Photo: Rick Scavetta / Flickr (CC BY 2.0)
In today’s edition of Squirrel News, we take a look at the mass vaccination of children in Africa against malaria, the official new targets for corporate diversity set in the UK, and a reforestation project in Burundi that is bringing together men from formerly warring factions.
More than one million African children inocculated with first malaria vaccine
The World Health Organization declared that more than a million children in Kenya, Malawi and Ghana have received at least one dose of the first anti-malaria vaccine.
Target of 40% women on corporate boards set in UK
The British financial watchdog announced diversity targets for listed companies’ top leaders. 40% of board members should be women, and at least one executive should be a person of color. Firms will have to submit yearly reports showing their compliance.
In Burundi, one-time combatants who razed forests now raise seedlings
In 2018, Burundi launched a vast national reforestation program to boost the country’s dwindling forest cover, which will run until 2025. Now, the formerly warring factions work together on the project that has been hailed as a fantastic initiative, especially as the planted trees are varied.
All-female gem mine in Zimbabwe gives abuse survivors a new future
The mine employs women who had experiences with abuse, such as being stuck in abusive relationships due to depending financially on their husbands. The workers say the jobs have enabled them to support themselves and their children independently.
Thomson Reuters Foundation
Non-invasive sound waves cure cancer in rats, new research shows
Scientists in Michigan, US, developed a new treatment, which uses focused ultrasound and is wholy non-invasive. The technology was extremely effective in the treatment of rats suffering from liver cancer and is now being trialed in humans.
How to connect with people with radically opposing views: Be curious
When faced with people whose perspective was radically different than hers, journalist Mónica Guzmán decided to listen. Instead of trying to prove people wrong, she sought to understand them by showing curiosity about their experiences.
Christian Science Monitor
Young climate activists breaking through the language barrier around the world
If you’re confused about climate change, this young climate NGO might be helpful, as they use people’s own languages to deliver the facts.
Good Good Good
Legal rights of nature and wild rice might be key to stopping a pipeline
Rights of Nature is an innovative legal movement led by Frank Bibeau, a lawyer from an Indigenous nation in the US. Bibeau’s main argument centers on the fact that the new pipeline would go through wild rice areas that were legally protected in a 1837 treaty.
Clean geothermal energy accessible through abandoned oil wells
The Earth’s core is hot, making it an infinite source of geothermal energy. High costs of drilling deep into the soil have made it less popular than other renewables, but now abandoned, emptied-out oil wells have turned out to be a surprising source of untapped power.
History on the walls: Graffiti brings Manaus’s Indigenous roots to light
Artists in the Brazilian state with the largest Indigenous population are painting murals honoring native peoples’ culture. Community leaders hope the movement increases the visibility of their people’s urban plight, like poverty and stigma that discourage many from maintaining their culture and identity.

◆ Extracted records
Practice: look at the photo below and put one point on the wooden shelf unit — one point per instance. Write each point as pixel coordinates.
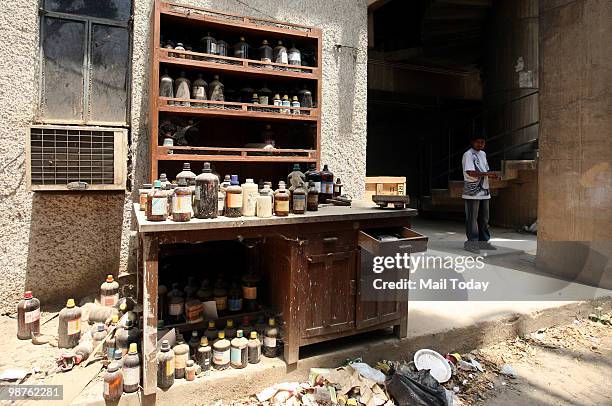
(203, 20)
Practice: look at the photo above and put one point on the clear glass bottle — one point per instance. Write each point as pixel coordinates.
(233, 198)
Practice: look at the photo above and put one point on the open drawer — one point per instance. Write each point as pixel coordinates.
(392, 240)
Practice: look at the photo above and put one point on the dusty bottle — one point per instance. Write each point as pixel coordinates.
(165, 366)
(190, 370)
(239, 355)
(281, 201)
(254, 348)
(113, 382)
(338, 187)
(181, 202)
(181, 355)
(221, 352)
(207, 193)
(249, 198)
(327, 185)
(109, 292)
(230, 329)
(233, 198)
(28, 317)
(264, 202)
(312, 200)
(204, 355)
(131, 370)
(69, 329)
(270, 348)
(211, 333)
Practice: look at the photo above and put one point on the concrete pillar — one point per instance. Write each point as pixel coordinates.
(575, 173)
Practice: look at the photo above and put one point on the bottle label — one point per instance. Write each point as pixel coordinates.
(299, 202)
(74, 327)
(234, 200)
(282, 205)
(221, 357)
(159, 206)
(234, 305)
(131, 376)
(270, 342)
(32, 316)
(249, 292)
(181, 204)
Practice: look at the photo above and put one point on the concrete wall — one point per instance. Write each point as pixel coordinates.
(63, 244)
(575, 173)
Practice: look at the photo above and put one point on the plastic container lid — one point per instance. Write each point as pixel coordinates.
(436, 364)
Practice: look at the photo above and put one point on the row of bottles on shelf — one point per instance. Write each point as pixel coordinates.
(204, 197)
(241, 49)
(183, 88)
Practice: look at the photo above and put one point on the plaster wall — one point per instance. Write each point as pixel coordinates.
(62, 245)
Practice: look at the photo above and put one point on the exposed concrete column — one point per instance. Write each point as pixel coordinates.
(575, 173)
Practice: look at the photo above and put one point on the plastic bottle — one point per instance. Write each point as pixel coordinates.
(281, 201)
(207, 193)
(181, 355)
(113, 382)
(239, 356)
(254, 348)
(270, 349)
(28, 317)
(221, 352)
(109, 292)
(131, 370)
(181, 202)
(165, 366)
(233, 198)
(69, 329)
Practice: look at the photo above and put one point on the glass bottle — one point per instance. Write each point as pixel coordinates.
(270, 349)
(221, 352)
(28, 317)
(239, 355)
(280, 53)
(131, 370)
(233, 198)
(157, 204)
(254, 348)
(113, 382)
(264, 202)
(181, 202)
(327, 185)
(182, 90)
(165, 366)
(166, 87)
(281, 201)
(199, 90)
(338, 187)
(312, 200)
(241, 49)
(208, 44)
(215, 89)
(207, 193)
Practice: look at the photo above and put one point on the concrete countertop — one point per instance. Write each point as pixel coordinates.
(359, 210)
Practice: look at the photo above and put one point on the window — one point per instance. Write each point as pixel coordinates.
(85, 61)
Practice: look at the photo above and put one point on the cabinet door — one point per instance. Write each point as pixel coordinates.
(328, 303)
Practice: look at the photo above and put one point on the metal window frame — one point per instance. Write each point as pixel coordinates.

◆ What is required
Copy word for word the passage of the Squirrel News roundup above, starting with "Photo: Rick Scavetta" and going on through "showing their compliance.".

◆ Reply
Photo: Rick Scavetta / Flickr (CC BY 2.0)
In today’s edition of Squirrel News, we take a look at the mass vaccination of children in Africa against malaria, the official new targets for corporate diversity set in the UK, and a reforestation project in Burundi that is bringing together men from formerly warring factions.
More than one million African children inocculated with first malaria vaccine
The World Health Organization declared that more than a million children in Kenya, Malawi and Ghana have received at least one dose of the first anti-malaria vaccine.
Target of 40% women on corporate boards set in UK
The British financial watchdog announced diversity targets for listed companies’ top leaders. 40% of board members should be women, and at least one executive should be a person of color. Firms will have to submit yearly reports showing their compliance.